--- start ---

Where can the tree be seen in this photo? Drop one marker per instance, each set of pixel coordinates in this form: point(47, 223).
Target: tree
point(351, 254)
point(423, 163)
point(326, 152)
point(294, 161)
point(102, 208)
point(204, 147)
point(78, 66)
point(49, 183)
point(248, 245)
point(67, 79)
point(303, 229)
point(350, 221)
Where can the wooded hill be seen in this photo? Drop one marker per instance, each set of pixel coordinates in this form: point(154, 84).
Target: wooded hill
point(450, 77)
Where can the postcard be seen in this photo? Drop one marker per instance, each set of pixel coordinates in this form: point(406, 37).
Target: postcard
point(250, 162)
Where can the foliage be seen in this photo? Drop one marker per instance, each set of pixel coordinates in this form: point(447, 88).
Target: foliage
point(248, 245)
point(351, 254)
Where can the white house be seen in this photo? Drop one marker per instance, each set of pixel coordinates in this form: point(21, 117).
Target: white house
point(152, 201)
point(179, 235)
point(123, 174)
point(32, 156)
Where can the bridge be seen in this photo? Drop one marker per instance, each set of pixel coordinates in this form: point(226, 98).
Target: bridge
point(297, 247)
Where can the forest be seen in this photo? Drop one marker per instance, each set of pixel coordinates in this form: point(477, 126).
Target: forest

--- end ---

> **WORK TO DO**: Reproduce all of the data above verbatim, keeping every line unchanged and in the same order.

> **FULL RESPONSE**:
Where can the tree be seen in this photo? Drop one marker per instance, each set of pixel coordinates in this form: point(47, 223).
Target: tree
point(351, 254)
point(423, 163)
point(326, 152)
point(294, 161)
point(102, 208)
point(204, 147)
point(78, 66)
point(49, 183)
point(248, 245)
point(67, 79)
point(303, 229)
point(350, 221)
Where can the wooded hill be seen in this photo? Drop one marker per instance, each set of pixel coordinates in this form: point(154, 84).
Target: wooded hill
point(450, 77)
Where can the postcard be seen in this photo? Drop one marker per instance, each set of pixel coordinates in this form: point(406, 37).
Target: postcard
point(250, 162)
Where can the foliage be seen in this photo? Drop one marker per instance, each set of pixel coordinates in this form: point(447, 88).
Target: foliage
point(248, 245)
point(351, 254)
Where can the white house be seen in this photo? Drop one marker per instance, each set of pixel coordinates in this form: point(21, 117).
Target: white house
point(152, 201)
point(179, 235)
point(123, 174)
point(32, 156)
Where can the bridge be seen in this photo? Drop one marker per instance, each set of pixel coordinates in this form: point(226, 98).
Target: bridge
point(297, 247)
Where can the forest be seen in this photo? Drop one marker per instance, each set of pixel coordinates in this form: point(477, 126).
Target: forest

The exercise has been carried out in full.